▶ [What you are asked to do]
From the items below, copy every line that contains the word "linen", matching upper and lower case exactly.

※ ※ ※

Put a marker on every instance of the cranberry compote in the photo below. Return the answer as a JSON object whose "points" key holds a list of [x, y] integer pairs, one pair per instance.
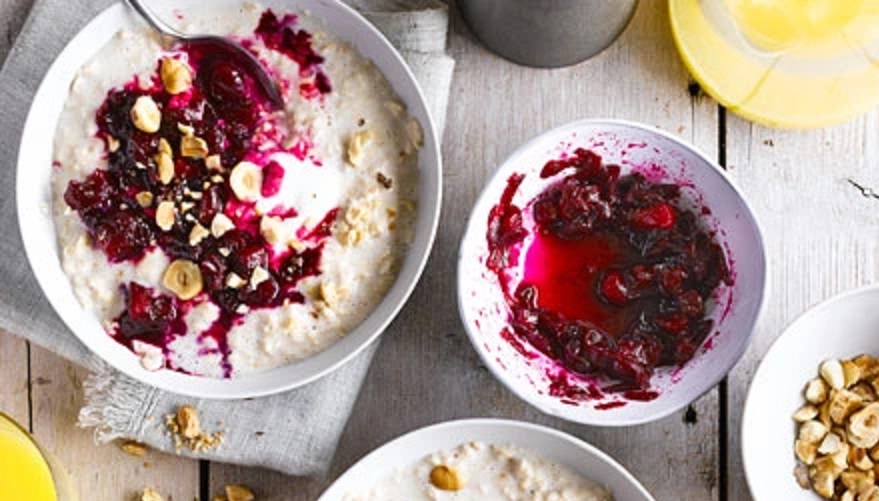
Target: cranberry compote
{"points": [[616, 276]]}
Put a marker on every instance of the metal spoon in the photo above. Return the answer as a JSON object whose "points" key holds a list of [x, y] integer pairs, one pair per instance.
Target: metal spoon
{"points": [[249, 63]]}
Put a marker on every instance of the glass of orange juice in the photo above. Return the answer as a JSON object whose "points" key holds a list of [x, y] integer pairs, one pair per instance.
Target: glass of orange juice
{"points": [[26, 471]]}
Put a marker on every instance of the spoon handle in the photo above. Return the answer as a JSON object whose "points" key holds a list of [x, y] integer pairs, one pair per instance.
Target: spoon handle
{"points": [[153, 20]]}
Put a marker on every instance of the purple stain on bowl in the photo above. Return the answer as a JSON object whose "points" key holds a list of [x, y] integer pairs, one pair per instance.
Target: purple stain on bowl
{"points": [[601, 253]]}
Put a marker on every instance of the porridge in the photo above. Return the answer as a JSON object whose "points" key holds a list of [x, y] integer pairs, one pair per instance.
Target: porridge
{"points": [[478, 471], [211, 233]]}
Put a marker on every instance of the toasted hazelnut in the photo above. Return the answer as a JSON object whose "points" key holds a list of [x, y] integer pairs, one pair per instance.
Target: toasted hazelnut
{"points": [[860, 459], [220, 225], [149, 494], [183, 278], [822, 483], [165, 147], [193, 147], [812, 432], [234, 281], [258, 276], [870, 493], [165, 167], [831, 371], [445, 478], [816, 391], [186, 130], [851, 372], [805, 451], [855, 480], [246, 181], [151, 357], [830, 445], [868, 365], [213, 162], [865, 391], [863, 426], [176, 76], [197, 234], [165, 215], [145, 115], [842, 404], [357, 145], [144, 199], [112, 144], [272, 229], [238, 493], [133, 448], [187, 420]]}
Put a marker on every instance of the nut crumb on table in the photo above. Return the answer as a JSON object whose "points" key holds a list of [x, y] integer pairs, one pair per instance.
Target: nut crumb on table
{"points": [[185, 428]]}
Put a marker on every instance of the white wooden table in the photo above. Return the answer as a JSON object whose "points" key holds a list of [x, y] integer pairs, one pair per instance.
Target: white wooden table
{"points": [[821, 236]]}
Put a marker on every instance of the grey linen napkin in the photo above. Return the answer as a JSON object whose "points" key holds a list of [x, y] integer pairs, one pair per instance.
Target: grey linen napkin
{"points": [[298, 430]]}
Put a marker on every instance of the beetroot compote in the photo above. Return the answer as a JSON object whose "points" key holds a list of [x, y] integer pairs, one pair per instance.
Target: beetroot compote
{"points": [[617, 274]]}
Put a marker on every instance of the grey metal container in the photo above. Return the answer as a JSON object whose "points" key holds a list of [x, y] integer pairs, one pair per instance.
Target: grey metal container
{"points": [[547, 33]]}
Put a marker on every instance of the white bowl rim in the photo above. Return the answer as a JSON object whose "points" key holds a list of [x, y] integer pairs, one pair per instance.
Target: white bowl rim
{"points": [[525, 427], [518, 389], [228, 389], [788, 331]]}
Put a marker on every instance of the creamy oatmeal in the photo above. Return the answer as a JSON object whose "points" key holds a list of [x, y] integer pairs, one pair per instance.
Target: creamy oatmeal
{"points": [[483, 472], [212, 234]]}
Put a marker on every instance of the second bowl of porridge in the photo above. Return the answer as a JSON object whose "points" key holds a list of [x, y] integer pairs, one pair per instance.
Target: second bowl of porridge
{"points": [[205, 241], [490, 460]]}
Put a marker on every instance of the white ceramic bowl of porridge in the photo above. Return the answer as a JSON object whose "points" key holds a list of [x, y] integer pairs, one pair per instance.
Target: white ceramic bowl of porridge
{"points": [[542, 381], [42, 220], [487, 457]]}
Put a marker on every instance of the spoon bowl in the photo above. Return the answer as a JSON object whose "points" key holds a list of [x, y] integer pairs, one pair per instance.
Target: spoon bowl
{"points": [[221, 46]]}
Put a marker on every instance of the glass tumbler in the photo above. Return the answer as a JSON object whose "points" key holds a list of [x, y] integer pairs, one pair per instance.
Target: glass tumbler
{"points": [[27, 472]]}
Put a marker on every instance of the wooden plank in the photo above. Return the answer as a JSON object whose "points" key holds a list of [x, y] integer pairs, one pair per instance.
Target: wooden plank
{"points": [[12, 15], [14, 377], [820, 232], [99, 472], [426, 370]]}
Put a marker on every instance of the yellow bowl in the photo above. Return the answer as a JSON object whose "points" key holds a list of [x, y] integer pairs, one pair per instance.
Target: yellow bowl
{"points": [[783, 63]]}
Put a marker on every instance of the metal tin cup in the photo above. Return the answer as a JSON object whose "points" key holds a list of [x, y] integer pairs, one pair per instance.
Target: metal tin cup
{"points": [[547, 33]]}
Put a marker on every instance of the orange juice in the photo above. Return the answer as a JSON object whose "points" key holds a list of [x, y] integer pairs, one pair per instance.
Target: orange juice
{"points": [[24, 473], [777, 25]]}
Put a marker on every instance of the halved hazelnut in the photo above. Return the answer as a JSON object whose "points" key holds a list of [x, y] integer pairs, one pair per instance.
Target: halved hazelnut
{"points": [[842, 404], [188, 421], [145, 115], [183, 278], [144, 198], [220, 225], [193, 147], [831, 371], [812, 432], [197, 234], [863, 426], [445, 478], [165, 167], [816, 391], [213, 162], [246, 181], [165, 215], [176, 76], [258, 276], [851, 371]]}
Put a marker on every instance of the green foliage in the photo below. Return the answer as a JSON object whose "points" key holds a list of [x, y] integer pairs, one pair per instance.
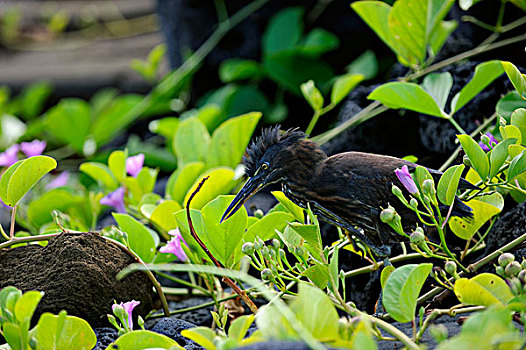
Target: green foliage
{"points": [[402, 288], [20, 177], [485, 289], [409, 28], [141, 239], [63, 332], [138, 340]]}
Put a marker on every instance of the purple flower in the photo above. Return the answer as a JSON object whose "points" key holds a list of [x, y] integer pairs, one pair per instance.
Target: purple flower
{"points": [[128, 307], [115, 199], [33, 148], [9, 156], [492, 140], [174, 246], [59, 181], [134, 164], [406, 179]]}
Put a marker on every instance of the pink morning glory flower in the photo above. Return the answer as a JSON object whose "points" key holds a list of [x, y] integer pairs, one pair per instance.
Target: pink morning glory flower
{"points": [[115, 199], [174, 245], [134, 164], [33, 148], [492, 140], [406, 179], [9, 156], [59, 181], [128, 307]]}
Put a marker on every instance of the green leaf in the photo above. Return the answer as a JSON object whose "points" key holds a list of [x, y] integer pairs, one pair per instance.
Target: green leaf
{"points": [[139, 340], [376, 15], [343, 86], [440, 34], [485, 289], [14, 336], [366, 64], [223, 238], [484, 74], [166, 127], [20, 177], [312, 95], [483, 208], [476, 155], [448, 184], [230, 140], [517, 78], [407, 25], [235, 69], [508, 104], [517, 166], [498, 156], [63, 333], [239, 327], [191, 141], [164, 214], [267, 226], [203, 336], [318, 274], [438, 86], [293, 208], [386, 272], [311, 234], [290, 70], [100, 173], [318, 42], [221, 181], [117, 164], [26, 306], [315, 310], [69, 121], [141, 240], [402, 289], [406, 95], [182, 180], [518, 119], [115, 118], [284, 31]]}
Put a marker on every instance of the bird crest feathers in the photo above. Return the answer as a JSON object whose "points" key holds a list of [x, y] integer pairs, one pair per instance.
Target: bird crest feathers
{"points": [[270, 137]]}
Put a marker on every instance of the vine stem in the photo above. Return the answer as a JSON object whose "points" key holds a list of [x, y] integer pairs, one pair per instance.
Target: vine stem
{"points": [[226, 279]]}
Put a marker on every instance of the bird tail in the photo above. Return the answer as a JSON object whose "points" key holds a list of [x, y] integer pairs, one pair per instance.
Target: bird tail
{"points": [[460, 209]]}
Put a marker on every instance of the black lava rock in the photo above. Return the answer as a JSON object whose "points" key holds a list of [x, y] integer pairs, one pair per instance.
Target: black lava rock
{"points": [[172, 327]]}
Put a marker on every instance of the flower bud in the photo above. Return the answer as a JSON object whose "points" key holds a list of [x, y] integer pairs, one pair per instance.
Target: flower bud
{"points": [[258, 213], [248, 248], [417, 236], [466, 161], [265, 251], [513, 268], [387, 215], [266, 274], [428, 187], [396, 191], [505, 259], [451, 267]]}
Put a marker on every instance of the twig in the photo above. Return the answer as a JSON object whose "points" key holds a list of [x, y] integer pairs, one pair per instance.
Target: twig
{"points": [[226, 279]]}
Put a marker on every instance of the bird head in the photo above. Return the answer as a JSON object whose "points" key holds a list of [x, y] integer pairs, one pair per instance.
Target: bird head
{"points": [[266, 162]]}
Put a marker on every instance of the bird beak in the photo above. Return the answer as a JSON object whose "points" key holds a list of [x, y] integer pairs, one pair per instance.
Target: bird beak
{"points": [[251, 186]]}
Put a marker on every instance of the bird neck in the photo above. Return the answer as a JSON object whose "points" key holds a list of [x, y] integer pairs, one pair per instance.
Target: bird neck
{"points": [[304, 158]]}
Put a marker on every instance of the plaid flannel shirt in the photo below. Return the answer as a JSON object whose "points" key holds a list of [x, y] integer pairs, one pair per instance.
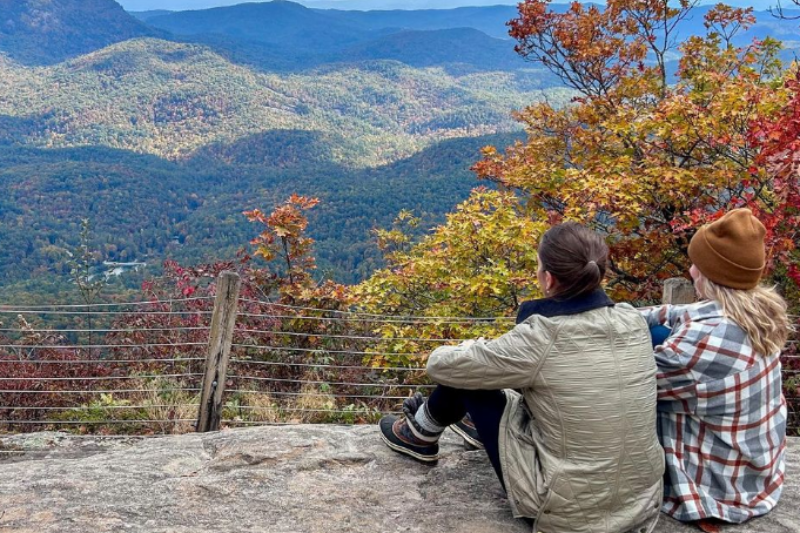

※ ※ ※

▶ [Response to the task]
Put a marker on every instance of the grey linen napkin in the photo above. Return the answer as a JSON object whose "points" key holds a list of [x, y] integer pairs, one pair per instance.
Target: grey linen napkin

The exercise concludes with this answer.